■ STUDY TEXT:

╭──

DoD civilian employees and military personnel have the choice of submitting a written appeal with supporting documents directly to their PSAB or requesting a “Personal Appearance” before a DOHA AJ. In either case new evidence can be submitted. Those who choose to appear before an AJ are permitted to explain their case (with or without an attorney or personal representative), submit supporting documents, and present witnesses. Although a Personal Appearance is very similar to a hearing; there is usually no opposing counsel. The AJ evaluates all the information and makes a written clearance recommendation to the applicant’s PSAB. The PSAB is not required to follow the recommendation of the AJ. The PSAB notifies the applicant of their final decision and includes reasons for their decision.
Applicants who are denied a clearance with or without an appeal are barred from applying for a security clearance for a period of one year.
The EPSQ was the only electronic security clearance application used within DoD until July 2005, when it was gradually replaced by e-QIP.
E-QIP is an Office of Personnel Management (OPM) web-based computer program in which an applicant enters the same information as required on the “ Questionnaire for National Security Positions” (Standard Form 86—SF86). E-QIP became available in July 2005 and slowly replaced the EPSQ. E-QIP now accounts for over 95% of all clearance applications.
JPAS is the official personnel security clearance database management system for DoD, including National Industrial Security Program (NISP) cleared contractors. This system is used for all types of personnel clearance actions, including initiating requests for clearance investigations. JPAS is managed by the Defense Manpower Data Center (DMDC).

╰──

■ DATA EXTRACT:
╭──

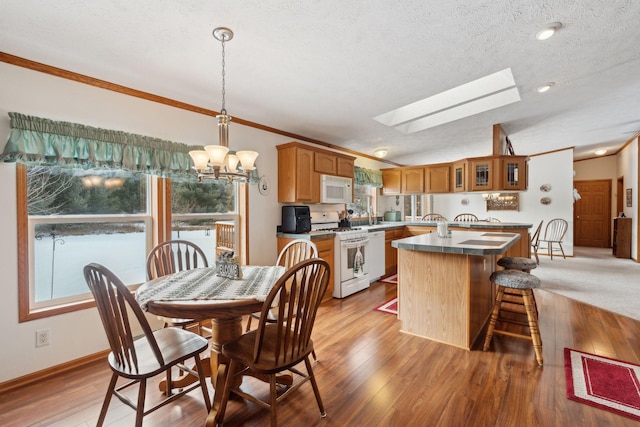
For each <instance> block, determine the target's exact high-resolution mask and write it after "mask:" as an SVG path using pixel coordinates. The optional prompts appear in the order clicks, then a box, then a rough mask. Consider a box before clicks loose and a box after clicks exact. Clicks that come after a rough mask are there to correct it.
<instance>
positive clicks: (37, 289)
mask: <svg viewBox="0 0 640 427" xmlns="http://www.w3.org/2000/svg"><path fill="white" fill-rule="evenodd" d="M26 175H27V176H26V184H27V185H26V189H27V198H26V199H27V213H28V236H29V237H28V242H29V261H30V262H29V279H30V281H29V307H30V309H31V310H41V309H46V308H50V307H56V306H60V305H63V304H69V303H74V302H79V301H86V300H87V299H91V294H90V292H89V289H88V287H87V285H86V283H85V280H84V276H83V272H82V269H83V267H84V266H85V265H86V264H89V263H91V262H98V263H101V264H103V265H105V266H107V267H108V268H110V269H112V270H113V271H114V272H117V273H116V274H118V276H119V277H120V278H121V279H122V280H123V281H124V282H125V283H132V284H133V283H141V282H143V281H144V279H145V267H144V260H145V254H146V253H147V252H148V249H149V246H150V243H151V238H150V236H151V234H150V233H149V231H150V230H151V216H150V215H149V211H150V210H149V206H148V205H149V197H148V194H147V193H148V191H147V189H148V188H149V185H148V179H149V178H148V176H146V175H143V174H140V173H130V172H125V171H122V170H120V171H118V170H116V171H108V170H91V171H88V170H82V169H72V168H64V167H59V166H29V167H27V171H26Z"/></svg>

╰──

In the security clearance text above, which organization manages JPAS?

The Defense Manpower Data Center (DMDC).